▶ Quoted passage
>>>

This post will explain how to write a marketing plan. Most people understand the value of building a business plan, yet many business owners, marketers, and other key stakeholders don’t realize that creating a marketing plan is just as important for the success of marketing your business or organization. Whether you need a marketing plan for your small business or if you have a large business, the principles are mostly the same.
Unlike a traditional business plan, a marketing plan will specifically focus on your strategy to win and retain customers, including projected numbers, supporting facts, and marketing objectives. A good marketing plan will examine and define all the tools and tactics you’ll be using to achieve your sales goals. If you don’t get the results you’re looking for or need to make changes later down the road, it will be much easier to review this marketing plan to see what can be updated.
A marketing plan is essentially your plan of action. Marketing plans will clearly define what you sell and who will want to buy it, along with the tactics you’ll be using to generate leads, resulting in sales. Among the most important things a business owner should do for their business is take the time to develop a unique marketing plan that will set them apart from the competition. Regardless of whether you’re a large or small business, a solid marketing plan will help you clearly outline the path for your business sales goals.
Step 1: Review the current state of your business by doing SWOT Analysis
Some will call it a situational analysis, and many business owners choose to use tools like SWOT analysis or others in order to complete this step. Take the time to review both the internal and external business factors and properly size up the current state of your business.
- What is the monthly revenue of your business?
- How many existing customers do you have?
- What are your product costs?
- How many customers do you have, and what is your overhead?
Step 2: Describe your ideal target customer audience using buyer personas, behavior traits, and demographic information
Step 2: Describe your ideal target customer audience using buyer personas, behavior traits, and demographic information.
Buyer personas are fictional, generalized representations of your ideal customers that can help when developing your messaging to reach the ideal customer you’re aiming to attract. Establishing a deep and clear understanding of your buyer personas is essential for related content creation, new product development, sales strategies, and just about anything that will relate to your customer acquisition and retention rates overall.

<<<

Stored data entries
>>>

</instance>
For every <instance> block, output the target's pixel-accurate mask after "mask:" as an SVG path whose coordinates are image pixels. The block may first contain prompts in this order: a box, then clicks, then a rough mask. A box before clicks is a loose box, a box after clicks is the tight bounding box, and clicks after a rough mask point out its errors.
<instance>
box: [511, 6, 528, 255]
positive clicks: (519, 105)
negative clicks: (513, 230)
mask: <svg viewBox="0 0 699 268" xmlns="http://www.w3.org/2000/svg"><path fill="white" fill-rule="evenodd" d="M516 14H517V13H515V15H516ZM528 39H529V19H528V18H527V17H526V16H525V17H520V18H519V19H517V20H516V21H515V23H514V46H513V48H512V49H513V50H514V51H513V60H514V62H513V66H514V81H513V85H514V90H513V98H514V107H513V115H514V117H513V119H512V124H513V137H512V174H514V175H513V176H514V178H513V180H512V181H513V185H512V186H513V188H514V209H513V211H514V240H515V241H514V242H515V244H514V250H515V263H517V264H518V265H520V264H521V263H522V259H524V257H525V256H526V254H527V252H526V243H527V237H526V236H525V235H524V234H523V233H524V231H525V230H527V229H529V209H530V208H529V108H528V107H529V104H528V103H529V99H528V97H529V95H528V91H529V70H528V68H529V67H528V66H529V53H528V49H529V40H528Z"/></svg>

<<<

▶ Required work
1. Duplicate the part of the marketing plan guide starting with "Unlike a traditional" and going on through "can be updated.".
2. What tool does the marketing plan guide name for reviewing the current state of a business?
3. In one to three sentences, explain why the marketing plan guide calls a clear understanding of buyer personas essential.

▶ Solution list
1.
Unlike a traditional business plan, a marketing plan will specifically focus on your strategy to win and retain customers, including projected numbers, supporting facts, and marketing objectives. A good marketing plan will examine and define all the tools and tactics you’ll be using to achieve your sales goals. If you don’t get the results you’re looking for or need to make changes later down the road, it will be much easier to review this marketing plan to see what can be updated.

2. SWOT analysis.

3. Buyer personas help in developing messaging that reaches the ideal customer you're aiming to attract. A deep understanding of them supports content creation, new product development, sales strategies, and nearly anything related to customer acquisition and retention.